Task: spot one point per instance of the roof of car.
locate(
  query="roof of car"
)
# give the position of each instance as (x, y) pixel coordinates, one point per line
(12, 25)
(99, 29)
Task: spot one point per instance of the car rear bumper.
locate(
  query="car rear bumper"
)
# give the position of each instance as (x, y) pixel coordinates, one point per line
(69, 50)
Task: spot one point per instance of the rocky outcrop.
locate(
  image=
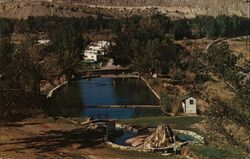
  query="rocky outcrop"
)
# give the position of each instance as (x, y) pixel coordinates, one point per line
(162, 136)
(121, 8)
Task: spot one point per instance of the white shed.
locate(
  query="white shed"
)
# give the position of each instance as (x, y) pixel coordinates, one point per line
(90, 56)
(189, 105)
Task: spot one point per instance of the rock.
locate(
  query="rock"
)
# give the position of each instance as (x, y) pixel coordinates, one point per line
(163, 136)
(122, 8)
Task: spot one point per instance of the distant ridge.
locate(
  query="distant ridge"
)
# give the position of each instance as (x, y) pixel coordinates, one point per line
(122, 8)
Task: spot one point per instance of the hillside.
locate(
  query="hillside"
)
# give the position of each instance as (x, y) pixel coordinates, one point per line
(121, 8)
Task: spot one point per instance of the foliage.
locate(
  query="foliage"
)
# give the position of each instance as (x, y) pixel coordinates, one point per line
(223, 61)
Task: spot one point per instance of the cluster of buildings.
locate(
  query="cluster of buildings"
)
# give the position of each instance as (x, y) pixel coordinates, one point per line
(96, 50)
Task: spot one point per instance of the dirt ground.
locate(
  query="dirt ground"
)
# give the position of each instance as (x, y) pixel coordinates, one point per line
(46, 138)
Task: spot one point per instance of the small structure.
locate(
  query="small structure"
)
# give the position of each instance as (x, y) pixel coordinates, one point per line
(43, 42)
(90, 56)
(189, 106)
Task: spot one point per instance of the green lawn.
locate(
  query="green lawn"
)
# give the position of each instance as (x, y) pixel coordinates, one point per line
(184, 122)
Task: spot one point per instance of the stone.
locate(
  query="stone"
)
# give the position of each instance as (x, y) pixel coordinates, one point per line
(162, 136)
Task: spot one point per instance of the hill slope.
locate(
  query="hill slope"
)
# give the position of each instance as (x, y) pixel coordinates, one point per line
(116, 8)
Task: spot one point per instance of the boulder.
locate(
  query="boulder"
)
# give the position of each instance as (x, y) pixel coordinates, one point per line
(162, 136)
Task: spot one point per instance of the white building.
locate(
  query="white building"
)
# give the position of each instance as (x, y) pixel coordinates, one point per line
(90, 55)
(43, 42)
(189, 106)
(104, 44)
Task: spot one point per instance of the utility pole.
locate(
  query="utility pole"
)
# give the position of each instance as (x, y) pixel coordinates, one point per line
(248, 36)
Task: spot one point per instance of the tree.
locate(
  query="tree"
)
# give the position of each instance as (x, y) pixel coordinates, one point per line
(181, 29)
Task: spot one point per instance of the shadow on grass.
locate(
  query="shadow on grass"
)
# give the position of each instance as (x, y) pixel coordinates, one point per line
(54, 140)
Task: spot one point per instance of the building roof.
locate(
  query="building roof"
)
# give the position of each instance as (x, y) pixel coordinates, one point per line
(185, 97)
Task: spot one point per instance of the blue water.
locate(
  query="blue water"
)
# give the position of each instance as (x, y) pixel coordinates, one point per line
(79, 96)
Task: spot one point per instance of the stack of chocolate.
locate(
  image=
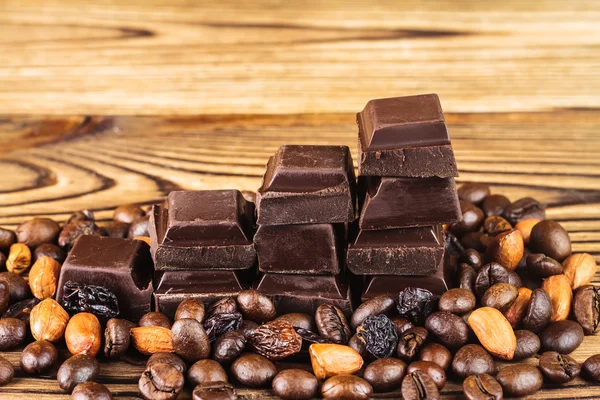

···

REQUIREMENT: Render all of the entries above as a JSON list of strings, with one string per line and no blank lines. Leave the pictures out.

FULL OUTPUT:
[
  "Task: spot one point per instance of the roof of car.",
  "locate(",
  "  query=\"roof of car\"",
  ")",
  "# give the position of each instance as (x, y) pixel coordinates, one point per line",
  "(12, 25)",
  "(99, 29)",
  "Task: spot one point per instance of the car rear bumper.",
  "locate(",
  "  query=\"car rear bumper\"",
  ")",
  "# give the position of each instance as (x, y) pixel coordinates, one point per line",
  "(69, 50)",
  "Task: spot one point per instance of the rocky outcrop.",
  "locate(",
  "  image=",
  "  query=\"rocky outcrop\"",
  ")",
  "# give the position of each instance as (x, y) pixel coordinates, one point per line",
  "(162, 136)",
  "(121, 8)",
  "Task: spot one point per instance of the white shed.",
  "locate(",
  "  query=\"white shed\"",
  ")",
  "# give the position of each instance as (x, y) pixel coordinates, one point per line",
  "(90, 56)",
  "(189, 105)",
  "Task: spot one point per instance of the rock.",
  "locate(",
  "  query=\"rock\"",
  ")",
  "# give the position of each instance as (x, y) pixel coordinates, one point per line",
  "(163, 136)",
  "(122, 8)",
  "Task: spot one point per instance of the distant ridge.",
  "locate(",
  "  query=\"distant ridge\"",
  ")",
  "# give the position of each instance as (x, y) pixel coordinates, one point per line",
  "(122, 8)",
  "Task: spot one point per instance of the hillside.",
  "locate(",
  "  query=\"hillside\"",
  ")",
  "# give the position of each instance as (x, y) pixel coordinates, one point per line",
  "(121, 8)",
  "Task: spot one point per instance of the foliage.",
  "locate(",
  "  query=\"foliage\"",
  ")",
  "# give the position of each instance as (x, y) pixel coordinates, one point per line",
  "(223, 61)",
  "Task: spot one point per instance of the cluster of buildings.",
  "locate(",
  "  query=\"cluster of buildings\"",
  ")",
  "# give the position of each instance as (x, y) pixel coordinates, one point per line",
  "(96, 50)",
  "Task: spot one point per instance of the dirt ground.",
  "locate(",
  "  query=\"dirt ground\"",
  ")",
  "# give the position of each instance as (x, y) pixel coordinates, one point per line",
  "(46, 138)",
  "Task: spot one point per instance of the small structure.",
  "locate(",
  "  query=\"small structure\"",
  ")",
  "# give the position of each instance as (x, y) pixel coordinates, one point per line",
  "(43, 42)",
  "(90, 56)",
  "(189, 106)",
  "Task: spot one point per instance of the green lawn.",
  "locate(",
  "  query=\"green lawn\"",
  ")",
  "# give the position of each instance as (x, y) pixel coordinates, one point per line",
  "(184, 122)",
  "Task: spot one point per instance of the stone.",
  "locate(",
  "  query=\"stone\"",
  ")",
  "# give the position of each instance as (x, y) pixel coordinates, one point per line",
  "(162, 136)",
  "Task: spot one point per instance of the hill slope.",
  "locate(",
  "  query=\"hill slope\"",
  ")",
  "# give the position of each instance as (x, y) pixel coordinates, one point per line",
  "(116, 8)",
  "Task: spot one point per instance of the boulder.",
  "locate(",
  "  query=\"boulder\"",
  ")",
  "# give the position of each instance as (x, y) pixel coordinates, one point per line",
  "(162, 136)",
  "Task: spot one point per instance of the white building.",
  "locate(",
  "  query=\"white building\"",
  ")",
  "# give the position of each instance as (x, y) pixel coordinates, one point per line",
  "(90, 55)",
  "(43, 42)",
  "(189, 106)",
  "(104, 44)",
  "Task: spot one point per instance of the utility pole.",
  "locate(",
  "  query=\"utility pole\"",
  ")",
  "# give the position of each instance as (x, y) pixel coordinates, one point per line",
  "(248, 36)",
  "Task: spot one point per instance of the tree.",
  "locate(",
  "  query=\"tree\"",
  ")",
  "# give the position of each instance as (x, y) pixel coordinates, one point per line",
  "(181, 29)",
  "Task: spot one point per instance of the shadow on grass.",
  "locate(",
  "  query=\"shadow on grass\"",
  ")",
  "# give the position of each instance as (x, y) pixel coordinates, one point per line",
  "(54, 140)",
  "Task: spot one point per instance of the building roof.",
  "locate(",
  "  query=\"building roof\"",
  ")",
  "# give the position of each instance as (x, y) pixel coordinates, one point per line",
  "(185, 97)",
  "Task: spot one point per instance of the blue water.",
  "locate(",
  "  query=\"blue water\"",
  ")",
  "# give the position of each instance as (x, y) pixel coordinates, one point per line",
  "(79, 96)",
  "Task: spot one point per instance of the stack of chocolate.",
  "locate(",
  "  image="
]